◆ **PASSAGE PROVIDED**
The bonded labour system has been abolished throughout the country w.e.f 25th October, 1975 under the Bonded Labour System (Abolition) Ordinance which was replaced by Bonded Labour System (Abolition) Act, 1976. As and when existence of bonded labour is detected, such persons are identified for rehabilitation. The responsibility of identifying and rehabilitating the freed bonded labourers lies with the respective State Governments.

In order to assist the State Governments in the task of rehabilitation of identified and released bonded labourers, the Centrally Sponsored Plan Scheme for Rehabilitation of Bonded Labour is in operation since May, 1978. Under the Scheme, rehabilitation assistance @ Rs. 20,000/- per bonded labour is provided which is equally shared by the Central and State Government. The Central Government takes appropriate action on National Human Rights Commissions reports or references on rescued bonded labourers for release of central assistance to the concerned State Government under the scheme.

◆ **DATA EXCERPTS**
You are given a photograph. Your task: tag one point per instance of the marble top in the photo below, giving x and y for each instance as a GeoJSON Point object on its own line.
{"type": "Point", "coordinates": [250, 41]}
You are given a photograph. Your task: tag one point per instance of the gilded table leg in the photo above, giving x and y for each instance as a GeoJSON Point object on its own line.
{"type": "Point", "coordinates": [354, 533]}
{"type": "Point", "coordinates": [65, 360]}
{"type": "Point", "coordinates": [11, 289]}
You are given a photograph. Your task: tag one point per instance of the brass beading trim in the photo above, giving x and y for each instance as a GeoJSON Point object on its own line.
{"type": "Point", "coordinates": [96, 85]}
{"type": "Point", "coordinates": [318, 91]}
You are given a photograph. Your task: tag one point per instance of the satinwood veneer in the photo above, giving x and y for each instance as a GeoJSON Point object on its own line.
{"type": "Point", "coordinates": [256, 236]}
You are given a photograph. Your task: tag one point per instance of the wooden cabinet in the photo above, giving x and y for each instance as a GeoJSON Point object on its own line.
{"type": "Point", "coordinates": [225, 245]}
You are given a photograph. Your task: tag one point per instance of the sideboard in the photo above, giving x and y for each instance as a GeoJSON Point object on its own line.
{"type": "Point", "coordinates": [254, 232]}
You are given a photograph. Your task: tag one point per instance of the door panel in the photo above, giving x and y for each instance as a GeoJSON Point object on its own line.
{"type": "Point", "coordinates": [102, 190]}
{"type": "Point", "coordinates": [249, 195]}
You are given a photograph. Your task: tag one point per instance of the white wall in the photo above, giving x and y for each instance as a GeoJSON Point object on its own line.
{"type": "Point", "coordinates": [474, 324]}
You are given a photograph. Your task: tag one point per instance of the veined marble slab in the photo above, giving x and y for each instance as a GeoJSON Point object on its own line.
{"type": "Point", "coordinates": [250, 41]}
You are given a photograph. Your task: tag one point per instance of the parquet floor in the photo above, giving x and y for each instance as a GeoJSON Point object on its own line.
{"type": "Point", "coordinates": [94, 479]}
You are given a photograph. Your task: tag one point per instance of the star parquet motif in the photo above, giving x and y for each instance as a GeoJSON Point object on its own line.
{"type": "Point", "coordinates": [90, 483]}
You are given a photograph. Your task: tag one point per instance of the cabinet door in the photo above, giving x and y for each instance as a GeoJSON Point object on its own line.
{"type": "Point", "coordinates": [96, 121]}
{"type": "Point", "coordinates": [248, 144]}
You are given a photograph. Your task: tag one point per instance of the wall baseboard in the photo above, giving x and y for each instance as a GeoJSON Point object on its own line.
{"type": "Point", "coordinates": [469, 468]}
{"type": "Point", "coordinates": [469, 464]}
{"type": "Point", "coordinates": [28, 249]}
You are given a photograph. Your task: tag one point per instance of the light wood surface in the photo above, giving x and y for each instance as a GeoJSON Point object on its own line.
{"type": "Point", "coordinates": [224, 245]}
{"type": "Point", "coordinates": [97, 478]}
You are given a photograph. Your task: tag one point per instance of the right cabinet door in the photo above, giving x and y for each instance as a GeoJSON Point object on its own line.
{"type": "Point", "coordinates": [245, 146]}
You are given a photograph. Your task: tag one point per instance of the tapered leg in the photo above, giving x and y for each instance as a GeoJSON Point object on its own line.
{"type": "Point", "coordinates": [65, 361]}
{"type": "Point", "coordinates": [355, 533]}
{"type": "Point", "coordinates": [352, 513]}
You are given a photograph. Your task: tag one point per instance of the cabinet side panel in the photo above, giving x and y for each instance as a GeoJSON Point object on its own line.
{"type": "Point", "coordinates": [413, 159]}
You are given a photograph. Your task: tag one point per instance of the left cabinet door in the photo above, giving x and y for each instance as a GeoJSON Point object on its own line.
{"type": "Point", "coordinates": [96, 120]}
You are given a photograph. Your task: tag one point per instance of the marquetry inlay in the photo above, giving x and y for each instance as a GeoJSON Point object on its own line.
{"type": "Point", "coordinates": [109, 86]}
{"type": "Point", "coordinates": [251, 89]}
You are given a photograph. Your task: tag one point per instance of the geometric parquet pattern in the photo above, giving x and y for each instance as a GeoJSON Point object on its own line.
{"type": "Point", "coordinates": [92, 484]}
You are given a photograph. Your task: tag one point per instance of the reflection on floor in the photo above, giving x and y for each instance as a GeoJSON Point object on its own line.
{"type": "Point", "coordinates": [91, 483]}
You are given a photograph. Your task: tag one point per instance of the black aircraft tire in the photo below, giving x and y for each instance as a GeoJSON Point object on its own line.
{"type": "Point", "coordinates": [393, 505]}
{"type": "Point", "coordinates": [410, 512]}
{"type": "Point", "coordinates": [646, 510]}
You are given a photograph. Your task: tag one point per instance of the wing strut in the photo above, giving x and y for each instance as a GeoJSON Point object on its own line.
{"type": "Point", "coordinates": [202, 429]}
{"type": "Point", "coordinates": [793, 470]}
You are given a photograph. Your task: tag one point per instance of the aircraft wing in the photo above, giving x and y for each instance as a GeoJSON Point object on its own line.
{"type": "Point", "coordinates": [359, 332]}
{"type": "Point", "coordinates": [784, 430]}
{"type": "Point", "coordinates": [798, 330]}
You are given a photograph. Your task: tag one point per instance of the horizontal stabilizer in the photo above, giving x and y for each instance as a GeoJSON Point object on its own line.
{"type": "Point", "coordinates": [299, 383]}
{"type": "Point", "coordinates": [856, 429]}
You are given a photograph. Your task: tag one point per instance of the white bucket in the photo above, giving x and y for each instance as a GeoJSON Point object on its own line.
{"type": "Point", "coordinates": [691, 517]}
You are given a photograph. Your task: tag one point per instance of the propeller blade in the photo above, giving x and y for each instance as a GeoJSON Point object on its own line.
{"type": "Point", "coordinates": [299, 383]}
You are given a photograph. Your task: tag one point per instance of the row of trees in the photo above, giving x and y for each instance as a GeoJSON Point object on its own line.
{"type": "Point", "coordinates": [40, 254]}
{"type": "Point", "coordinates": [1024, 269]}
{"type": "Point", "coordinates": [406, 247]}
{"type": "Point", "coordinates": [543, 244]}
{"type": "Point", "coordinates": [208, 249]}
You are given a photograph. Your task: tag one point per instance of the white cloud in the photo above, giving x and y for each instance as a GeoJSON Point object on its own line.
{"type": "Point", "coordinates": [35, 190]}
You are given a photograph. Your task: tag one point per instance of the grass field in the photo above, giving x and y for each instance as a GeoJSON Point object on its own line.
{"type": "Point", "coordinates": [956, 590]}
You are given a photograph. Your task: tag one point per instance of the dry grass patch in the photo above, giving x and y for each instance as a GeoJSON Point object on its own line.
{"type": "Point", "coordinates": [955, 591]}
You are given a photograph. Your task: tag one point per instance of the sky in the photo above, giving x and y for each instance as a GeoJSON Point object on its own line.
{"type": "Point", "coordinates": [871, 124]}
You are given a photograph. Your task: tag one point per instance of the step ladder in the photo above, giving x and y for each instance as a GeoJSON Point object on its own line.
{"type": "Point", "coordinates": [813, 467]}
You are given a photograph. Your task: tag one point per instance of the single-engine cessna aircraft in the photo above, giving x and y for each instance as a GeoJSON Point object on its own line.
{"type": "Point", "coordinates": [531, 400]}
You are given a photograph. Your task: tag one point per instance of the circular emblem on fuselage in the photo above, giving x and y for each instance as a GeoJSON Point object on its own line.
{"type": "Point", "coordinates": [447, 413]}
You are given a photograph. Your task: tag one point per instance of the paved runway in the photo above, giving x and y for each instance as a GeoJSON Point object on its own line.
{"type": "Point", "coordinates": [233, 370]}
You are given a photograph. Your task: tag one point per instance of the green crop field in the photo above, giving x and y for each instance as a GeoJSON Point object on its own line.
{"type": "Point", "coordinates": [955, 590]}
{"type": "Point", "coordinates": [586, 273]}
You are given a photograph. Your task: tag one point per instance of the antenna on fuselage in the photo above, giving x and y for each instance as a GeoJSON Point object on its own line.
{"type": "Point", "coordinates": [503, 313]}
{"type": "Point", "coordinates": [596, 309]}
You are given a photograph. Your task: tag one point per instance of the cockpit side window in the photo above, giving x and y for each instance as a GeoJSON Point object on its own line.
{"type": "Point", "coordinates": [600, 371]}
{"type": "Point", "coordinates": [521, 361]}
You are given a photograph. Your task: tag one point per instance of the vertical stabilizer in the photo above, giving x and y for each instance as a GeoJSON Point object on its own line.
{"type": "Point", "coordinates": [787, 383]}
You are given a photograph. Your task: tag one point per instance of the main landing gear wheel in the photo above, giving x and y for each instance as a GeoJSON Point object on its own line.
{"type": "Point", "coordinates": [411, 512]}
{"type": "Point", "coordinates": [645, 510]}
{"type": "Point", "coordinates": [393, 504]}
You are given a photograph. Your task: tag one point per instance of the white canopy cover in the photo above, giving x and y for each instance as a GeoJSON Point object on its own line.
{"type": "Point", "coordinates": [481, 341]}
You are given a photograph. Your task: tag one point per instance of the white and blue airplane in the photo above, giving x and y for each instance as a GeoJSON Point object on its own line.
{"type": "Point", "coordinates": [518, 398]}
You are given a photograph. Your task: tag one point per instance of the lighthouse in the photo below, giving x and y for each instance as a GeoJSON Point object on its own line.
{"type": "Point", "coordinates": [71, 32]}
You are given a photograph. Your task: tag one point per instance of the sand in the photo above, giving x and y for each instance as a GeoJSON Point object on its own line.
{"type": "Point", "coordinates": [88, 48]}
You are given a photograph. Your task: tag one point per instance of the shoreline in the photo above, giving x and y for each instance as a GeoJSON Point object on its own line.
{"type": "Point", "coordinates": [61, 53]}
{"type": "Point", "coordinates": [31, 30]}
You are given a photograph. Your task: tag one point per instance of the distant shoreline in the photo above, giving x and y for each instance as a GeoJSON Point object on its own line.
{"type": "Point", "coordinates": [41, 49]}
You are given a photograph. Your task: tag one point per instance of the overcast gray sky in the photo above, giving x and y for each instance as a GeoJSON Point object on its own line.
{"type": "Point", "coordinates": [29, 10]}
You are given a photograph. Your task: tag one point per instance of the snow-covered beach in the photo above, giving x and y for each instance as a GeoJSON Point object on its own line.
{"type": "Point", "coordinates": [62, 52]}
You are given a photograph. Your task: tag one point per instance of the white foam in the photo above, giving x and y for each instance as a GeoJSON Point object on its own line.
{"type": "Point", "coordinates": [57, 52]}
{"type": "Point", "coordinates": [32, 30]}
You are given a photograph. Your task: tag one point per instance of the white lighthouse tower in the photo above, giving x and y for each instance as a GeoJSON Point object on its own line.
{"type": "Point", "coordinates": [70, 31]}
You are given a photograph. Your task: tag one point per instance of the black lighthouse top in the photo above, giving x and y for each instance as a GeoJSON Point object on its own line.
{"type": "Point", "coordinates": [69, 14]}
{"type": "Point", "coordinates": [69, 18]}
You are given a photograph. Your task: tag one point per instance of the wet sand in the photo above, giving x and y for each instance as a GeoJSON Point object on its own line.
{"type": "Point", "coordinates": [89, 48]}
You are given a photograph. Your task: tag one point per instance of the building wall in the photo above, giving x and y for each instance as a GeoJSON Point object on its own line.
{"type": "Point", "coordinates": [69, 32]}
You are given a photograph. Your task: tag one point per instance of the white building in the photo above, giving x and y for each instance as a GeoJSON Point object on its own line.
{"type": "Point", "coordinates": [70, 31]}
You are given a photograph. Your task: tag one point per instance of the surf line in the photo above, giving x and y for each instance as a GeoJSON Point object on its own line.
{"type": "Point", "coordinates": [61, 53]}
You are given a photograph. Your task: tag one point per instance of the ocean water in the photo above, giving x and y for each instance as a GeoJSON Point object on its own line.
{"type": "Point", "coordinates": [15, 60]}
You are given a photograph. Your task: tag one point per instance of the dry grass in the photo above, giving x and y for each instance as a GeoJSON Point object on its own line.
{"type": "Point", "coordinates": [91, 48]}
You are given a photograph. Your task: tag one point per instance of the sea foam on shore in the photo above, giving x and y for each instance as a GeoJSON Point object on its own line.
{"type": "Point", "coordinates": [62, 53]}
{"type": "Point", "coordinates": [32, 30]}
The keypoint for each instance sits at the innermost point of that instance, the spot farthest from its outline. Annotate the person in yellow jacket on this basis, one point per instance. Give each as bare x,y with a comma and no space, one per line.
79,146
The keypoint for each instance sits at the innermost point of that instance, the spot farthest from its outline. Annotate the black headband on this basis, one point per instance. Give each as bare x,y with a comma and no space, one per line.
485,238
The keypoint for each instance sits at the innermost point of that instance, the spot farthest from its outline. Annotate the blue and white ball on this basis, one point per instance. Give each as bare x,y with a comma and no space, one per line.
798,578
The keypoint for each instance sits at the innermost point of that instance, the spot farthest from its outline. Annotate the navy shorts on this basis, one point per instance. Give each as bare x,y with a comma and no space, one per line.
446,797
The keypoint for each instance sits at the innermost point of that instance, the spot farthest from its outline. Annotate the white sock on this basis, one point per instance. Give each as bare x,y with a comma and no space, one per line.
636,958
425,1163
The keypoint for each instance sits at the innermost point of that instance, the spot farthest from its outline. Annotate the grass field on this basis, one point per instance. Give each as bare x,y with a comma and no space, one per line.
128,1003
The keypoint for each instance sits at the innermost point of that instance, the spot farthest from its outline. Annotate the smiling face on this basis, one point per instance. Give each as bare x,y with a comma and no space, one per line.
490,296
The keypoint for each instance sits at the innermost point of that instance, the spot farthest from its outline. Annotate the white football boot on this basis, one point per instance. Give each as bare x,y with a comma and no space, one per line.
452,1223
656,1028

◆ **WHAT YOU WILL DO**
1: Name every government body or public institution mentioned in the passage on bonded labour.
2: Copy out the part of the listing that opens with the line containing "Annotate the smiling" and runs through the end of the listing, requests included, shifting every coordinate in the answers by -147.

◆ **SOLUTIONS PER TASK**
1:
State Governments
Central Government
National Human Rights Commission

2:
The keypoint for each instance sits at the innermost point of that instance, the spot farthest from its outline. Annotate the smiling face on this basis, one point per instance. Give each as bare x,y with a comma and no space, one per line.
343,149
The keypoint for each instance sits at the innermost point of that instance, the spot farthest from its outline. Annotate the white football boot on this basis, one point per instance. Give each as bare x,y with a comma and no space, one per line.
305,1076
509,881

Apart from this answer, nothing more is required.